=== GIVEN DATA ===
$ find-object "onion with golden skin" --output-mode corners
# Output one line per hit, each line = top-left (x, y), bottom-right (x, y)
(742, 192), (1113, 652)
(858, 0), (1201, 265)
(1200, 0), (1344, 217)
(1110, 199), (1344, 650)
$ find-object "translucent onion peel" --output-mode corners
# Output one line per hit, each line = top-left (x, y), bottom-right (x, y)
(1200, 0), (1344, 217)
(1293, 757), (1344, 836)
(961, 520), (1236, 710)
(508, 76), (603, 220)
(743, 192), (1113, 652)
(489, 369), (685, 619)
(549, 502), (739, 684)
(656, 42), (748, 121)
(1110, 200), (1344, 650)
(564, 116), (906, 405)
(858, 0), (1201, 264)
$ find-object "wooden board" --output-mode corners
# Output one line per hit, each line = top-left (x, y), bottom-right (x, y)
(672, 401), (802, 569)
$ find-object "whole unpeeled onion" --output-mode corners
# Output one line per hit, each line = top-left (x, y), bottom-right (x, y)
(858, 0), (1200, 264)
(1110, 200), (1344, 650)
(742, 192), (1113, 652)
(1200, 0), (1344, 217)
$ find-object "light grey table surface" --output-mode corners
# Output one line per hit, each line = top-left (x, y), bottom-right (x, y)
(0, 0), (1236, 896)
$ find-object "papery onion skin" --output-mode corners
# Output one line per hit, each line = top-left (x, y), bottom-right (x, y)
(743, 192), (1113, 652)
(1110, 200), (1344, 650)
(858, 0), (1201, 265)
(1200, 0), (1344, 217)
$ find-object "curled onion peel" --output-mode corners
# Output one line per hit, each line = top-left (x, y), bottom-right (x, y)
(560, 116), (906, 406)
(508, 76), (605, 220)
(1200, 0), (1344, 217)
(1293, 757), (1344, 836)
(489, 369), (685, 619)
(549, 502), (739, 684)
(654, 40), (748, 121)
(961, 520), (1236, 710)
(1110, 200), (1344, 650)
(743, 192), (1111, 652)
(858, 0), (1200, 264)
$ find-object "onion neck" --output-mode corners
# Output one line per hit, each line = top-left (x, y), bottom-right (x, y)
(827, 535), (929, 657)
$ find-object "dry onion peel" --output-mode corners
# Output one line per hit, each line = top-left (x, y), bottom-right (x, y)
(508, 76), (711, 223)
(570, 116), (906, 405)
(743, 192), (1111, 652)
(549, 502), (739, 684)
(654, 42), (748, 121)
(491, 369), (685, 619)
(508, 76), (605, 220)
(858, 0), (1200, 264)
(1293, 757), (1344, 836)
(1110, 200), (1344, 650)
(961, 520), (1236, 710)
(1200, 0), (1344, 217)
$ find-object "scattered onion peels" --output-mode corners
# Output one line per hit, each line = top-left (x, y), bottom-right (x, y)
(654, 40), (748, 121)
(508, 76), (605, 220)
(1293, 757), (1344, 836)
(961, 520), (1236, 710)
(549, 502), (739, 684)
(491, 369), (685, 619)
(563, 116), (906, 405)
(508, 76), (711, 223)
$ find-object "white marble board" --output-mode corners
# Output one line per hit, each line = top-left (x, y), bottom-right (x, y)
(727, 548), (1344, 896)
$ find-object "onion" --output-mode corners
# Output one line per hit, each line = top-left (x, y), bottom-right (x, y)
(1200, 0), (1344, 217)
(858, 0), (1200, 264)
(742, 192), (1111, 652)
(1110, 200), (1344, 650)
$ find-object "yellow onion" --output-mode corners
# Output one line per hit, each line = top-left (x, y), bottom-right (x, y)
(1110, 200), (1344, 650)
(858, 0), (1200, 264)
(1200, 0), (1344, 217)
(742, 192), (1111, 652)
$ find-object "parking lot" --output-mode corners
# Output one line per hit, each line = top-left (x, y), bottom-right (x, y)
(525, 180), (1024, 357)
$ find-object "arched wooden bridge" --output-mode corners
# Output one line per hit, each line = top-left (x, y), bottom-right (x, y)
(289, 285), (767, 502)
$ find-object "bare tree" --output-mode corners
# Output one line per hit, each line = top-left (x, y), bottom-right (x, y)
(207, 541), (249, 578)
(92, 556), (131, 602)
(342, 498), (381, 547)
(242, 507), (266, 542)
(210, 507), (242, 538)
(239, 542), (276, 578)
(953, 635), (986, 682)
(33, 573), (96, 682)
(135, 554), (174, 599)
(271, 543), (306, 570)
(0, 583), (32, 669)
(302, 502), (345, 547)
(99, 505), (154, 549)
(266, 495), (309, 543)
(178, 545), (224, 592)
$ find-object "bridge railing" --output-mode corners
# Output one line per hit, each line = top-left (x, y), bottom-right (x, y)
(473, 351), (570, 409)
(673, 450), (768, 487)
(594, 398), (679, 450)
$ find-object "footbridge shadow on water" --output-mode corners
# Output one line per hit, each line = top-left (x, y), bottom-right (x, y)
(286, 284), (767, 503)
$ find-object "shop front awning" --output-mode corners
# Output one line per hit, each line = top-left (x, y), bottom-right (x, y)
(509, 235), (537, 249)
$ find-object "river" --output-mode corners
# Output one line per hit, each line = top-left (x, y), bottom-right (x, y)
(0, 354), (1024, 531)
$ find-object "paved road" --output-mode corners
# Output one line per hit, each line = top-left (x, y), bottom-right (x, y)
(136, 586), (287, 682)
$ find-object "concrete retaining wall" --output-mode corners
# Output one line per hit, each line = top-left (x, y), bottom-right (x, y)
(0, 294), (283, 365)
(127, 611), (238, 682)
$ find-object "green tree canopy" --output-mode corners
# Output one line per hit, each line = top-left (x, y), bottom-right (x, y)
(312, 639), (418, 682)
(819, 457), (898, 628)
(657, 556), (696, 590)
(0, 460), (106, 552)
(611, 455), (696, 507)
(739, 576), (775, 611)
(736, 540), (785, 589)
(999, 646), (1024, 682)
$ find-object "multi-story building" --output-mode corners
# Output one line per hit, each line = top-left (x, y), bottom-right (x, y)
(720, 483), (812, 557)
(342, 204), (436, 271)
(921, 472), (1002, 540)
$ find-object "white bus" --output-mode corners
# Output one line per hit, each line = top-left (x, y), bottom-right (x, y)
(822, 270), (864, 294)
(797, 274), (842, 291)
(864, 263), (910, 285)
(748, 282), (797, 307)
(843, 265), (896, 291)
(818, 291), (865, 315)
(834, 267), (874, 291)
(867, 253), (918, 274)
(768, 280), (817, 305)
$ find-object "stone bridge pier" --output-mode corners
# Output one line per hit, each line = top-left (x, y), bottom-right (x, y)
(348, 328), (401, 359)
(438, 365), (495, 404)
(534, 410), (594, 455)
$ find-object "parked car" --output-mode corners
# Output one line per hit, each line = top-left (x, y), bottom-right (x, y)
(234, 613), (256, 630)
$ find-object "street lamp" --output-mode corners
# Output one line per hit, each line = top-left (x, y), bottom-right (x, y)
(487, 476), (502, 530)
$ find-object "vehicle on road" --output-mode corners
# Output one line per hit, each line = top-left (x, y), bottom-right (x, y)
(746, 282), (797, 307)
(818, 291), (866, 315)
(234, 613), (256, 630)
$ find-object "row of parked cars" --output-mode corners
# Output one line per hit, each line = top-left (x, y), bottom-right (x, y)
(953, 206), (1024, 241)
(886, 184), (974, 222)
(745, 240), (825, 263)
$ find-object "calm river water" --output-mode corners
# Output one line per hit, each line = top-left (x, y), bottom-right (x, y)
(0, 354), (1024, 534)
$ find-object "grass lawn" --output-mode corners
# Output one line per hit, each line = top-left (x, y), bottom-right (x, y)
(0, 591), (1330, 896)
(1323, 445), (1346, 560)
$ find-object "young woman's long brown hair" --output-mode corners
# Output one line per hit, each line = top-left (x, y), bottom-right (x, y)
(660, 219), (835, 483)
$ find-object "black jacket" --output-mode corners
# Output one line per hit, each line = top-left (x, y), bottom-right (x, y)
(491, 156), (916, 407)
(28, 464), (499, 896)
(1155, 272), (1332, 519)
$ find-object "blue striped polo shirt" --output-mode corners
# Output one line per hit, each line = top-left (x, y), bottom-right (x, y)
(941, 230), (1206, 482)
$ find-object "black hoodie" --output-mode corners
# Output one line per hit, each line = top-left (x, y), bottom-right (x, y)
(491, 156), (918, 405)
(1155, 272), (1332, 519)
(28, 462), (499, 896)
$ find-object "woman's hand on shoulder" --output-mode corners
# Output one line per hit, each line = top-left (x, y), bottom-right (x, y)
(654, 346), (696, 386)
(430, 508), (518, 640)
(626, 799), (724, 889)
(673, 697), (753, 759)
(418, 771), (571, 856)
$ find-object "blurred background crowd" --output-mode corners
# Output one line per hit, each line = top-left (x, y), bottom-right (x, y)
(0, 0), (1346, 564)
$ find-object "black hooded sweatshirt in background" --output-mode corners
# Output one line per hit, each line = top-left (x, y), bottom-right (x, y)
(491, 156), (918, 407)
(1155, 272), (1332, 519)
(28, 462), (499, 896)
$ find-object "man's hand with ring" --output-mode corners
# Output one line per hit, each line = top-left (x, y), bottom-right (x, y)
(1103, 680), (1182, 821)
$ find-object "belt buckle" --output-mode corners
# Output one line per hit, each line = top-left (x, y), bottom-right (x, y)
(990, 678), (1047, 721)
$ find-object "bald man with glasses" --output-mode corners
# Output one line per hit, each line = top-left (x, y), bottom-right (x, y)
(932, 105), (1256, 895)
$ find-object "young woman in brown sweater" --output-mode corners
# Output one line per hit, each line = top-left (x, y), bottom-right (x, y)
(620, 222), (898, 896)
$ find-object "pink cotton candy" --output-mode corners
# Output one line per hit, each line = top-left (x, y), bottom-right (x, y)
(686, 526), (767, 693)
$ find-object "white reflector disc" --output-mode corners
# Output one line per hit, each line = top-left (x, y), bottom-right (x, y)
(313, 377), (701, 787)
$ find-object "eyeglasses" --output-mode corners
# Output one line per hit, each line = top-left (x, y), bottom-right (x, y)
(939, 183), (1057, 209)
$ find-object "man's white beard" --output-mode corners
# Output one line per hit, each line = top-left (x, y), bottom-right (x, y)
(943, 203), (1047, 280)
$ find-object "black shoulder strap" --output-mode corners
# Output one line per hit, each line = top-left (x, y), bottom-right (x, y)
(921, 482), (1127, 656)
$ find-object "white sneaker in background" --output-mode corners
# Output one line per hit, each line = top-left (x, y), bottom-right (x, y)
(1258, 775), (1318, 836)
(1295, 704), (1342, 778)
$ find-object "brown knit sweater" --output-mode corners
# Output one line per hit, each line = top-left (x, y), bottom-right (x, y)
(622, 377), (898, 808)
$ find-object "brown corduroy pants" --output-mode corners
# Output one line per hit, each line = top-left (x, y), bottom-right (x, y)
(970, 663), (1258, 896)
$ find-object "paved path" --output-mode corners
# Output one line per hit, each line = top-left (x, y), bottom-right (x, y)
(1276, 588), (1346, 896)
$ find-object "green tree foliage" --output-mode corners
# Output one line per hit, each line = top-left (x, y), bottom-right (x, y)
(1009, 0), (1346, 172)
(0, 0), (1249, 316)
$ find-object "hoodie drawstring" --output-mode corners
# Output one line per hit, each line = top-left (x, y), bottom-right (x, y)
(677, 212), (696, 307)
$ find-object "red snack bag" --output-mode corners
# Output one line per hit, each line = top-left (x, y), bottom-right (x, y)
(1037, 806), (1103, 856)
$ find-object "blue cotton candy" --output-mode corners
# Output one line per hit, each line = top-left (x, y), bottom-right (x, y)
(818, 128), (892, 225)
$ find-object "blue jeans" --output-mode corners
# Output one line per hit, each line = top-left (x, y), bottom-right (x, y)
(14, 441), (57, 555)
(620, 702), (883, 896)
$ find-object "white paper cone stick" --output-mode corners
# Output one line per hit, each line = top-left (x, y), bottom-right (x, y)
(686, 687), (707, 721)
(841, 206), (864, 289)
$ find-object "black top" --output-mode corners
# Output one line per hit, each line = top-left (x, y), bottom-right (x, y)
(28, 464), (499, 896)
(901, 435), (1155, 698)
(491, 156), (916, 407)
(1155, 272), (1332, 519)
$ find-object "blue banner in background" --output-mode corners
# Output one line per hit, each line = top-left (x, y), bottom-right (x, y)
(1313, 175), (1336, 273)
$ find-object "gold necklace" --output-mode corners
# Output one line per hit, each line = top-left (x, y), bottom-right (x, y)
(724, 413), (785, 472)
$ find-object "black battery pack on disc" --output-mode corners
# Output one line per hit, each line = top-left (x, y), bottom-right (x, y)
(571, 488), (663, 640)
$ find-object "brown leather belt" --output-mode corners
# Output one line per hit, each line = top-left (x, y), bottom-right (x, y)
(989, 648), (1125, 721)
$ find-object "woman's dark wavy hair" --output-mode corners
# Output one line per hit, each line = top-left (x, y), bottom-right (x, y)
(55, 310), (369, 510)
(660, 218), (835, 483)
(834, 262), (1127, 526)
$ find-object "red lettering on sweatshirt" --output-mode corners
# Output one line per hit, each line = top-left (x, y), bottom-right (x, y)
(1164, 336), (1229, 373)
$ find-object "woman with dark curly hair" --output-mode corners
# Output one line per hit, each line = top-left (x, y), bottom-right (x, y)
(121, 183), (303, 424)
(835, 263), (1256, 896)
===
DO THIS
Reproduce the stretch from the line containing "battery pack on" through the end of the data, swapping "sweatshirt" for "hoodie" and keeping everything else the same.

RESPONSE TO THIS EXERCISE
$ find-object "black battery pack on disc" --output-mode corners
# Output one line per hit, each line = top-left (x, y), bottom-right (x, y)
(571, 488), (663, 640)
$ find-object "brown leather belt" --output-mode corners
# Output one line per hit, each line = top-left (x, y), bottom-right (x, y)
(989, 648), (1125, 721)
$ find-object "woman's dark wavy hair" --output-mode corners
# Output one line per hit, each line = top-left (x, y), bottom-right (x, y)
(55, 310), (369, 510)
(660, 218), (835, 483)
(834, 262), (1127, 526)
$ find-object "red lettering on hoodie" --output-mode corners
# Output one line per hit, each line = top-left (x, y), bottom-right (x, y)
(1164, 336), (1229, 373)
$ find-object "woman with dark curly hair" --output-mode corners
# Output one line per hit, each line = top-left (x, y), bottom-right (x, y)
(121, 183), (303, 424)
(835, 263), (1256, 896)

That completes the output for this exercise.